SOURCE
┏━━

Carbon spheres supported visible-light-driven CuO-BiVO4 heterojunction: Preparation, characterization, and photocatalytic properties
Graphical abstract
Highlights
► Carbon spheres supported CuO-BiVO4 heterojunction was synthesized. ► Carbon spheres roles as dispersing support and photosensitizer. ► Composite structure plays a key role in the enhancement of photocatalytic activities. ► A reasonable photodegradation mechanism based on electron transfer was proposed.
Introduction
Recently, significant interest has been devoted to designing semiconductor–carbon composite materials, aiming at cooperative or synergistic effects between the metal oxides and carbon phases to meet the requirements imposed by specific application, such as solar energy utilization and heterogeneous photocatalysis. Besides the modification of catalysts by incorporating alloying components, the application of appropriate support is another way to improve the performance of catalysts. Various research techniques have been developed and applied towards coating carbon supports for this purpose because a composite product of carbon and semiconductor photocatalysts could potentially create many active sites for photocatalytic degradation [1], [2]. Indeed, besides the action as adsorbent or support, some studies have proven that carbon can act as sensitizer and transfer electrons to the semiconductors, triggering the formation of very reactive radicals to improve photocatalytic activity of semiconductors for target reactions. This may be responsible for extending photocatalytic activity of semiconductors into the visible light range [3], [4], [5], [6], [7], [8]. Among carbon supports of similar variety, carbon spheres (CSs) synthesized with an easy hydrothermal approach have aroused considerable interest in a variety of scientific fields because of their wide applications as adsorbents [9], catalysts [10], and electrode materials [11]. Wang et al. [12] have prepared perfect spherical carbon with uniform nanopores by a hydrothermal route, in which sugar was used as carbon sources. In view of environmentally benign and inexpensive properties of carbon spheres [13], [14], it would be more meaningful to hydrothermally synthesize effective photocatalysts combined with carbon spheres to further optimize the photocatalytic activity.

┗━━

WRITTEN TASKS
1. In the carbon spheres photocatalyst text, what did Wang et al. use as the carbon source when preparing spherical carbon by a hydrothermal route?
2. Carry the introduction on carbon-sphere-supported CuO-BiVO4 photocatalysts forward from its final sentence.

DATA PROVIDED
┏━━

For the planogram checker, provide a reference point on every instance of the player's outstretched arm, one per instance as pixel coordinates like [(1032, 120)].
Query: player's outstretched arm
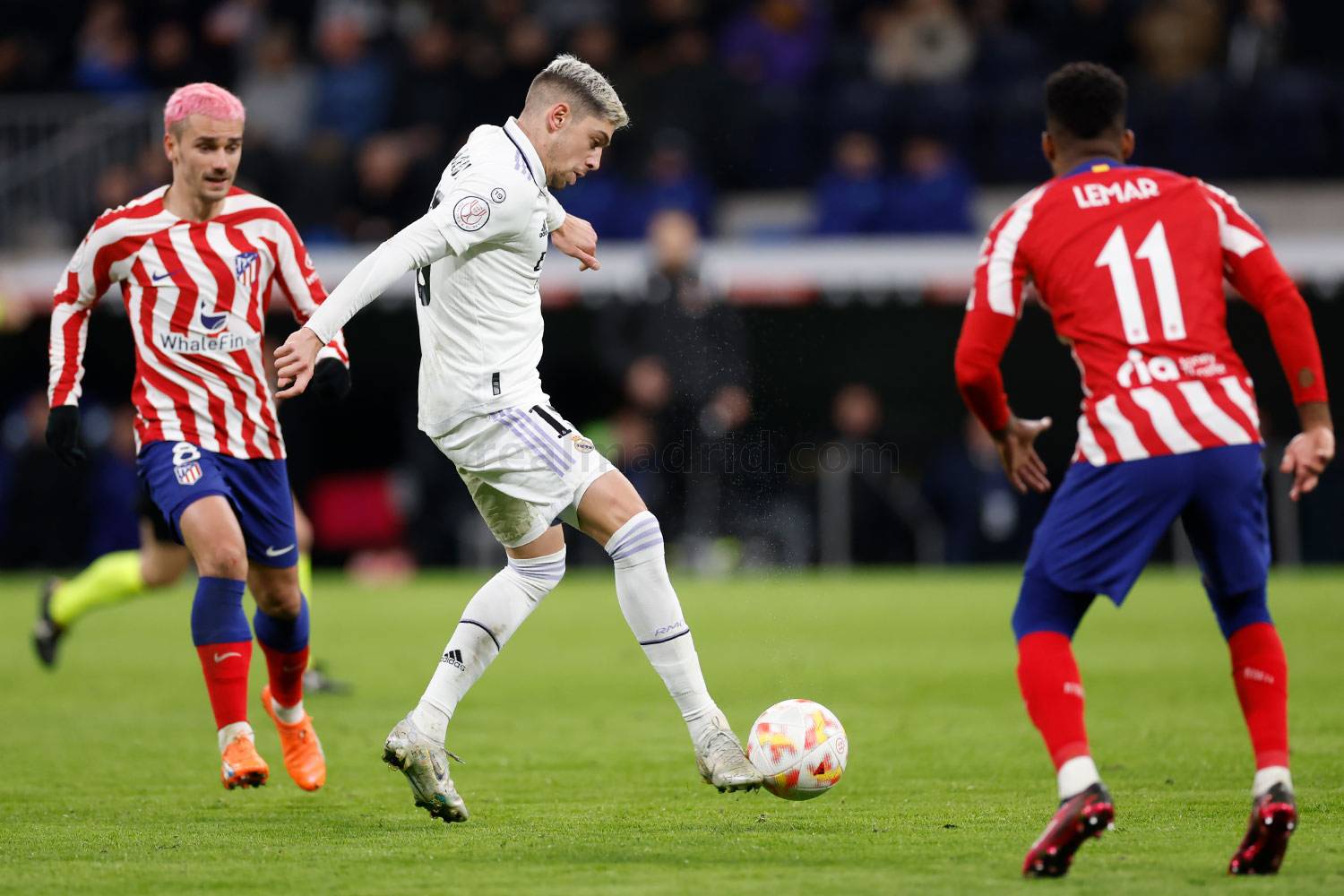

┗━━

OUTPUTS FOR THE TASKS
1. Sugar.

2.
The development of visible-light-driven photocatalysts focused on photocatalytic splitting of water or degradation of organic pollutants has inspired a great deal of research interest to utilize solar energy effectively [15], [16], [17]. It has been reported that photocatalytic composite oxides containing bismuth such as BiVO4 (BVO) normally have strong response to visible light due to the change of electronic structure in the composites. BiVO4 can exist in three crystalline phases, i.e., tetragonal zircon, monoclinic scheelite, and tetragonal scheelite. These three crystal types can undergo phase transition under different thermal conditions [18]. It has been found that BiVO4 with a monoclinic scheelite structure shows excellent photocatalytic performance under visible light irradiation [17], [18], [19]. Compared with TiO2 photocatalyst, which band gap is 3.2 eV, monoclinic BiVO4 has a band gap energy of 2.4 eV and can adsorb the solar spectrum up to blue light fraction of ca. 520 nm [20]. Experimental results on the photocatalytic evolution of oxygen [21], [22], [23] and the photocatalytic degradation of organic pollutants [24], [25], [26] using monoclinic BiVO4 proved that BiVO4 was an effective photocatalyst under visible light. Nevertheless, the photocatalytic activity of pure BiVO4 is limited due to its poor adsorptive abilities and difficult migration of electron–hole pairs [25]. Therefore, it is necessary to find a suitable way like heterostructure fabrication to facilitate the BiVO4 driven photooxidation of organic pollutants through rapid transfer or separation of photoinduced electron–hole pairs [27].
Copper oxide (CuO), a p-type semiconductor with band gap of 1.70 eV, has been widely used for diverse applications such as heterogeneous catalysts [24], [28], [29], gas sensors [30], [31], lithium ion electrode materials [32], [33], and field-emission emitter [34], [35]. When copper oxide is in contact with an n-type semiconductor such as BiVO4, a p–n-type heterojunction is formed and the recombination of electron–hole pairs is suppressed. Jiang et al. [24] fabricated CuO-BiVO4 photocatalyst through solution combustion method and impregnation technique, they ascribed the mechanism of enhanced photocatalytic activities to the p-type CuO dispersed on the surface of n-type BiVO4 to constitute a heterojunction composite, which can separate the electron–hole pairs efficiently.
In this paper, the over goal was to prepare and characterize a class of carbon spheres supported BiVO4 (BVO@C) by a hydrothermal method towards the photocatalytic oxidation of methylene blue (MB) under visible light irradiation, and finally improve the photocatalytic ability by synthesizing CuO-BiVO4 (CuO-BVO) heterojunction. Herein, we synthesized carbon-deposited CuO-BiVO4 (CuO-BVO@C) composite photocatalyst and demonstrated the physical properties and the enhanced photocatalytic activities. The role of carbon spheres and the mechanism underlying the enhanced photocatalytic activity of CuO-BVO@C were also discussed.
Section snippets
Photocatalysts preparation
Sucrose, Bi(NO3)3·5H2O, NH4VO3, methylene blue, and Cu(NO3)2·3H2O were analytical grade and were used as received without further purification. All the chemicals were supplied from Sinopharm Chemical Reagent (Shanghai, China).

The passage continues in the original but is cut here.